* Provided text *
%%

Long-time University of Oklahoma assistant football coach Cale Gundy resigned over the weekend after repeatedly reading a racial slur aloud from a player’s iPad during a film session last week. A member of the Sooner staff since 1999, Gundy said he resigned so that he would not present the “program I love the disservice of distracting” from its mission.
In a Sunday tweet, he explained the situation thusly:
“Last week, during a film session, I instructed my players to take notes. I noticed a player was distracted and picked up his iPad and read aloud the words that were written on his screen. The words displayed had nothing to do with football. One particular word that I should never – under any circumstance – have uttered was displayed on that screen. In the moment, I did not even realize what I was reading and, as soon as I did, I was horrified.
“I want to be very clear: the words I read aloud from that screen were not my words. What I said was not malicious; it wasn’t even intentional. Still I am mature enough to know that the word I said was shameful and hurtful, no matter my intentions. The unfortunate reality is that someone in my position can cause harm without ever meaning to do so. In that circumstance, a man of character accepts accountability. I take responsibility for my mistake. I apologize.”
But, it is also clear that, offensive word notwithstanding, the intention of an angry coach was to publicly humiliate a player in front of his peers. (That it backfired might seem to be instant karma to some disinterested observers – or maybe OSU fans.)
I had originally thought that Gundy was so dedicated to embarrassing the offender that his mouth was moving faster than his mind. How else did he read what he read, say what he said without realizing it?

%%

* Raw records *

%%

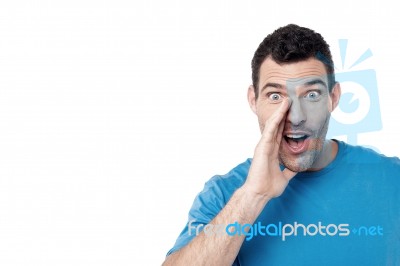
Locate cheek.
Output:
[303,101,331,127]
[256,103,279,125]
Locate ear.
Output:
[247,85,257,114]
[330,82,342,112]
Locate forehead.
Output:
[259,57,327,88]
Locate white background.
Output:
[0,0,400,265]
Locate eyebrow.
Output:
[303,79,328,88]
[260,82,285,92]
[260,78,328,92]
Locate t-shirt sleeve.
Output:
[167,176,233,256]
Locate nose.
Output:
[286,100,307,126]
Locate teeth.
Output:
[286,134,306,139]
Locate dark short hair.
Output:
[251,24,336,98]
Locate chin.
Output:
[279,151,318,172]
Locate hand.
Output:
[243,99,296,200]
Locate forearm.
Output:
[163,186,268,265]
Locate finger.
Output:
[282,168,297,181]
[263,98,290,143]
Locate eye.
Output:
[267,92,282,102]
[304,91,321,101]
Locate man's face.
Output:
[249,58,340,172]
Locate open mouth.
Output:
[284,133,309,153]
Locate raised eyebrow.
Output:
[261,82,285,92]
[303,79,328,88]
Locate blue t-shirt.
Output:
[168,141,400,266]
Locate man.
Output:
[164,24,400,265]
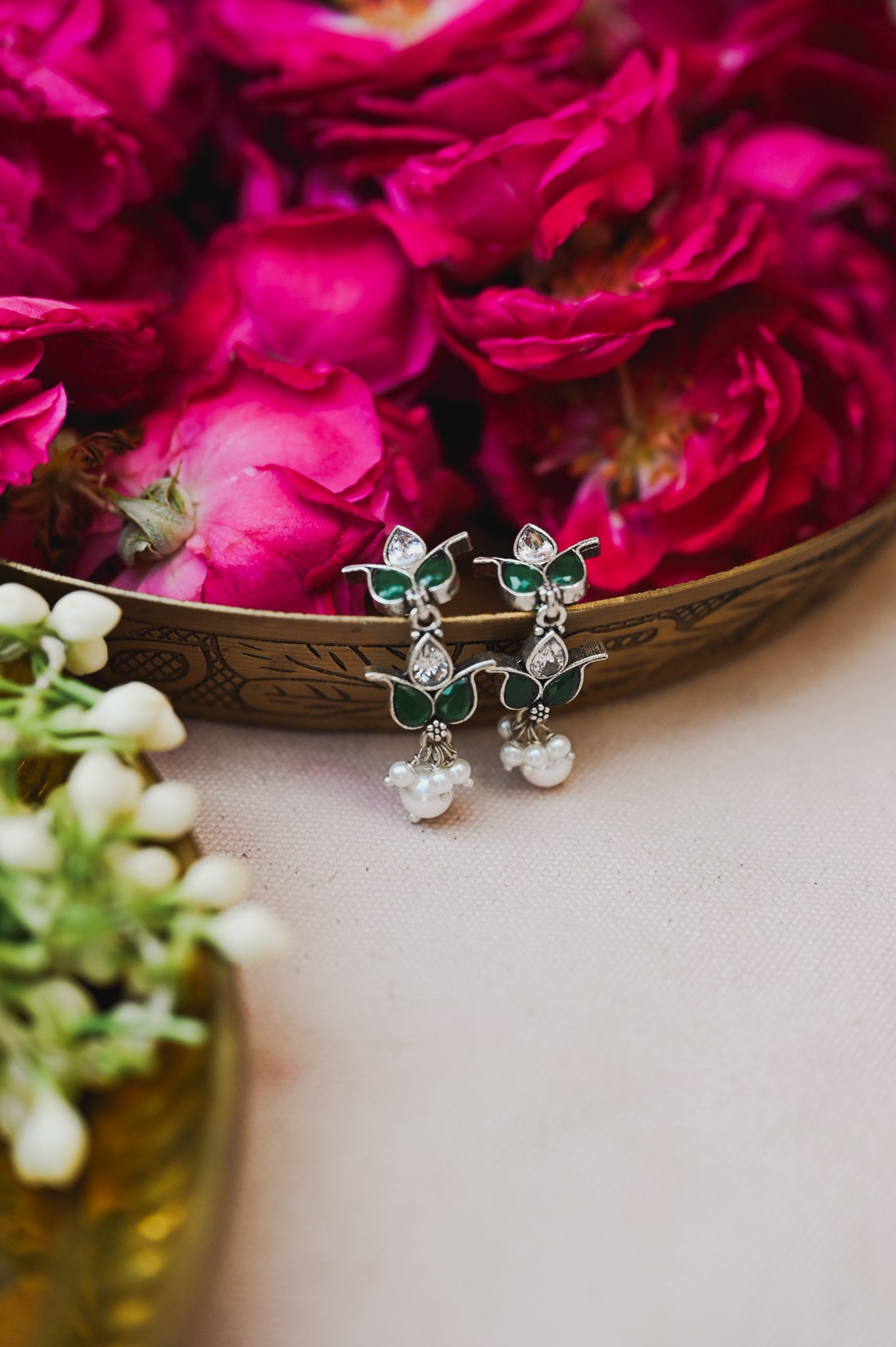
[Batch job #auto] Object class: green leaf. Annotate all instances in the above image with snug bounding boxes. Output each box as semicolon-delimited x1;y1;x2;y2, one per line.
548;547;586;587
414;549;455;589
500;562;545;594
500;674;541;711
545;664;582;706
392;683;433;730
370;566;410;604
436;677;476;725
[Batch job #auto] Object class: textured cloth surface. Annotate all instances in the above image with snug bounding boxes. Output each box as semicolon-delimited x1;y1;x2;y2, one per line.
180;536;896;1347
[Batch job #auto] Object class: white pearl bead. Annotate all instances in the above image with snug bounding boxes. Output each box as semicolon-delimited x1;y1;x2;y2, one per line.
500;743;523;772
389;762;417;785
523;743;548;768
522;753;573;788
400;783;452;819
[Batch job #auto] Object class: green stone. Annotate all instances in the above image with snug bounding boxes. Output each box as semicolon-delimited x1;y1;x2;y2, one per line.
371;566;410;604
500;674;540;711
392;683;432;730
414;551;454;589
500;562;545;594
548;547;585;586
436;677;476;725
545;667;581;706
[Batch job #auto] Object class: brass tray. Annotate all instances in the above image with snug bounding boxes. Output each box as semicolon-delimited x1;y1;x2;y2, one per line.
0;765;239;1347
0;495;896;730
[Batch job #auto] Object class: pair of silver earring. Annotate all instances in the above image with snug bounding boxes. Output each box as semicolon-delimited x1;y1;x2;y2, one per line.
343;524;607;823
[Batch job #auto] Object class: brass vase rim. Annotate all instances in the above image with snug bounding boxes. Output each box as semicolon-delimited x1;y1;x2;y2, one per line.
3;489;896;639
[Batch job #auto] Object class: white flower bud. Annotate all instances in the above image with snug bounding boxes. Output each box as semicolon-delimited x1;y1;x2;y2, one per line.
37;636;66;670
113;846;180;892
0;814;59;874
0;582;50;626
23;978;97;1029
87;683;171;738
206;902;291;964
66;749;143;834
66;636;109;675
143;702;187;753
12;1086;87;1188
133;781;199;841
50;590;121;644
180;855;252;908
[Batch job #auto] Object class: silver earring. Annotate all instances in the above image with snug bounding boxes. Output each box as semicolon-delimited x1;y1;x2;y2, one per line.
343;528;495;823
473;524;607;787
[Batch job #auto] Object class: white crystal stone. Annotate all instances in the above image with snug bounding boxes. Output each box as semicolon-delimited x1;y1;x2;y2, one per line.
523;743;548;766
522;753;575;788
385;527;427;567
410;636;451;687
526;632;569;679
498;715;514;739
389;762;417;785
500;743;523;772
514;524;557;566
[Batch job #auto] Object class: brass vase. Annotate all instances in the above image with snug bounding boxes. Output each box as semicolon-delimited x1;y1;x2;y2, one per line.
0;760;241;1347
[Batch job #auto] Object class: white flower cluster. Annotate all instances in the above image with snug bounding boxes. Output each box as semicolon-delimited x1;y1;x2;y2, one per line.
0;583;288;1187
0;582;121;674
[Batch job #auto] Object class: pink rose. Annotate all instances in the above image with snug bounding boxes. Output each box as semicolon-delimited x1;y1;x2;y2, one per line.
315;64;584;182
0;341;66;492
589;0;896;140
172;207;436;392
389;53;678;280
431;182;778;392
0;295;164;412
481;311;896;593
0;0;197;299
202;0;580;105
80;349;463;613
719;124;896;226
397;82;779;392
0;0;207;192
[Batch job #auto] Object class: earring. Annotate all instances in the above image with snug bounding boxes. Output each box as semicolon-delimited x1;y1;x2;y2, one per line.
343;528;495;823
473;524;607;787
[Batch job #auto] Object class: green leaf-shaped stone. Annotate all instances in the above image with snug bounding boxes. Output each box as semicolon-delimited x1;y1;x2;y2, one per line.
414;549;455;589
370;566;410;604
545;666;582;706
392;683;433;730
436;677;476;725
548;547;585;586
500;674;541;711
500;562;545;594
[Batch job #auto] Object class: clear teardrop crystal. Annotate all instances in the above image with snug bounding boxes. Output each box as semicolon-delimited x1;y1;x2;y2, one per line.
514;524;557;566
383;527;427;567
526;632;569;679
410;636;452;689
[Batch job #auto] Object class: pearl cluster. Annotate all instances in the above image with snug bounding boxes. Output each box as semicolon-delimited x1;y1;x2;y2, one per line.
498;715;576;788
385;758;472;823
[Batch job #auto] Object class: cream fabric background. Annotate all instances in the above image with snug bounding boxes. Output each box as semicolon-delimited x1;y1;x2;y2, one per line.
170;536;896;1347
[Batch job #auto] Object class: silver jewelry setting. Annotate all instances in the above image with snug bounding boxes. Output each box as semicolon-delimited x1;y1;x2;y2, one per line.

%%

* Exercise set *
1) Answer these from the article on Cale Gundy's resignation:
(a) Since what year had Gundy been a member of the Sooner staff?
(b) On what day of the week did Gundy post the tweet explaining the situation?
(c) What did Gundy instruct his players to do during the film session?
2) Please rewrite the article on Cale Gundy's resignation starting at "Long-time University of" and ending at "I was horrified.", with "iPad" changed to "tablet".
The material has no connection to the article on Cale Gundy's resignation.

* Worked answers *
1)
(a) 1999
(b) Sunday
(c) Take notes

2)
Long-time University of Oklahoma assistant football coach Cale Gundy resigned over the weekend after repeatedly reading a racial slur aloud from a player’s tablet during a film session last week. A member of the Sooner staff since 1999, Gundy said he resigned so that he would not present the “program I love the disservice of distracting” from its mission.
In a Sunday tweet, he explained the situation thusly:
“Last week, during a film session, I instructed my players to take notes. I noticed a player was distracted and picked up his tablet and read aloud the words that were written on his screen. The words displayed had nothing to do with football. One particular word that I should never – under any circumstance – have uttered was displayed on that screen. In the moment, I did not even realize what I was reading and, as soon as I did, I was horrified.